#### [What you need to do]
Which lines of the entries below hold the word "leaf"? Report each of them.
——
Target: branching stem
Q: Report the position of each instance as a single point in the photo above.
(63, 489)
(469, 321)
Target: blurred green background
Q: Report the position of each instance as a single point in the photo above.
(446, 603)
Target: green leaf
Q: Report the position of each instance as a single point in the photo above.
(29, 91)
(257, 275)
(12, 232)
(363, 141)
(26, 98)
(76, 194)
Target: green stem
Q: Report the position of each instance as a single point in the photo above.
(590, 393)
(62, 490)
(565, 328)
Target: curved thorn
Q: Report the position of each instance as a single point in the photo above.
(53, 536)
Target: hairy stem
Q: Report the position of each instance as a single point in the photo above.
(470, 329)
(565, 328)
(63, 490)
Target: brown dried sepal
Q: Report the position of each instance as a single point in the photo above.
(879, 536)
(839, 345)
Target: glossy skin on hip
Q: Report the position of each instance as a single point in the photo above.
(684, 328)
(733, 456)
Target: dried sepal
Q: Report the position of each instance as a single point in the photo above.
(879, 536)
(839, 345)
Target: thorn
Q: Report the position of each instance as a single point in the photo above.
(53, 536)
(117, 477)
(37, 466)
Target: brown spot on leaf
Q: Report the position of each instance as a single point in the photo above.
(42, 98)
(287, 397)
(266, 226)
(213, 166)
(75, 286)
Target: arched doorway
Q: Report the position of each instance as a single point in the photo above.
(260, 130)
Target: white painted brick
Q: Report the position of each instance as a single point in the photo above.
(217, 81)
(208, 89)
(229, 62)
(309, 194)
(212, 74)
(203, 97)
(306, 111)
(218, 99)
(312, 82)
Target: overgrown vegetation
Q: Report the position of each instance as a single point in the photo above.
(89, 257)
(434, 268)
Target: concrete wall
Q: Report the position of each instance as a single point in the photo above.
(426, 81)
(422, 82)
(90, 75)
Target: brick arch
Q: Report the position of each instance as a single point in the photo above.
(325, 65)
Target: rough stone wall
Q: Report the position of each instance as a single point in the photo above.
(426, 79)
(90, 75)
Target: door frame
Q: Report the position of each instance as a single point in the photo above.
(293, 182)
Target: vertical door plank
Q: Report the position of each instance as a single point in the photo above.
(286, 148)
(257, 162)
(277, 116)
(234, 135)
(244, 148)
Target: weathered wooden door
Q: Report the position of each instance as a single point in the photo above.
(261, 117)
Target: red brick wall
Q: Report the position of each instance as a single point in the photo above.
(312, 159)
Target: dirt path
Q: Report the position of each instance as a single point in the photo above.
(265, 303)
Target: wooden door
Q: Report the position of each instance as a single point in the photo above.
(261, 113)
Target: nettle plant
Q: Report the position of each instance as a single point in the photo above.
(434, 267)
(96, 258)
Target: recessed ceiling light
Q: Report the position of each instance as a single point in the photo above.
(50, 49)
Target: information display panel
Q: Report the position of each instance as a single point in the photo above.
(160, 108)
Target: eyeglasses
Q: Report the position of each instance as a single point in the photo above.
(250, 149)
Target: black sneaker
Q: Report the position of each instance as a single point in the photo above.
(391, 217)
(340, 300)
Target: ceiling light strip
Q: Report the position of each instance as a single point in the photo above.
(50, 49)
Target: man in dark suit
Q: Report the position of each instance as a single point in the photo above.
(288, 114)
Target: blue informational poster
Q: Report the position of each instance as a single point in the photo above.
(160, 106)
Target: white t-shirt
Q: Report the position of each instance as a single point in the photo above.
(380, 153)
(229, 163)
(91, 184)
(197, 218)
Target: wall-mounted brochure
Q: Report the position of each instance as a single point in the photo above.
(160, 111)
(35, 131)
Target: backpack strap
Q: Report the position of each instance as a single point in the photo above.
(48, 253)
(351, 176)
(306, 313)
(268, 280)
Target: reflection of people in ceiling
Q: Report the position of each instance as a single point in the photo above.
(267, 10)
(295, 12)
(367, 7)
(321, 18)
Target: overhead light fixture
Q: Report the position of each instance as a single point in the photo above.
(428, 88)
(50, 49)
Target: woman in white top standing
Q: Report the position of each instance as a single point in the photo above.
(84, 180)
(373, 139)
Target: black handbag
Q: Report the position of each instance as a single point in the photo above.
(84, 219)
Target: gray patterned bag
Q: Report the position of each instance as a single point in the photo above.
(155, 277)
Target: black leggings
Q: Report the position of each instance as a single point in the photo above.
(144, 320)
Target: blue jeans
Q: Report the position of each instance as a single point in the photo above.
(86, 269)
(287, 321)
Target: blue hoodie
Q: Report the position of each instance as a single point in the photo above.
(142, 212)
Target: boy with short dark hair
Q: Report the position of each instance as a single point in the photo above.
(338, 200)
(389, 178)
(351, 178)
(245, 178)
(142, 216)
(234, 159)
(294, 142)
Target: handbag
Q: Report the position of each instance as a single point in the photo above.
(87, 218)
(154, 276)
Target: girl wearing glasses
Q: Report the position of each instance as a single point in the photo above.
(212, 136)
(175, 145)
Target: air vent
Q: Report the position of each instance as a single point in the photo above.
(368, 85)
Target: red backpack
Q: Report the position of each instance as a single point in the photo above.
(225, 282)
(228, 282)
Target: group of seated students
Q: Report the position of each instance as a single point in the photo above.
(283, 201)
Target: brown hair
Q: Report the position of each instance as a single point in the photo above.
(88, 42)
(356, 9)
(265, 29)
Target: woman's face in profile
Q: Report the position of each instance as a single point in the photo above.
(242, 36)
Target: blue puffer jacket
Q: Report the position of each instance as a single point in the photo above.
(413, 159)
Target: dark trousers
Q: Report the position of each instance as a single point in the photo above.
——
#### [Answer to this task]
Target: green leaf
Target: brown spot on leaf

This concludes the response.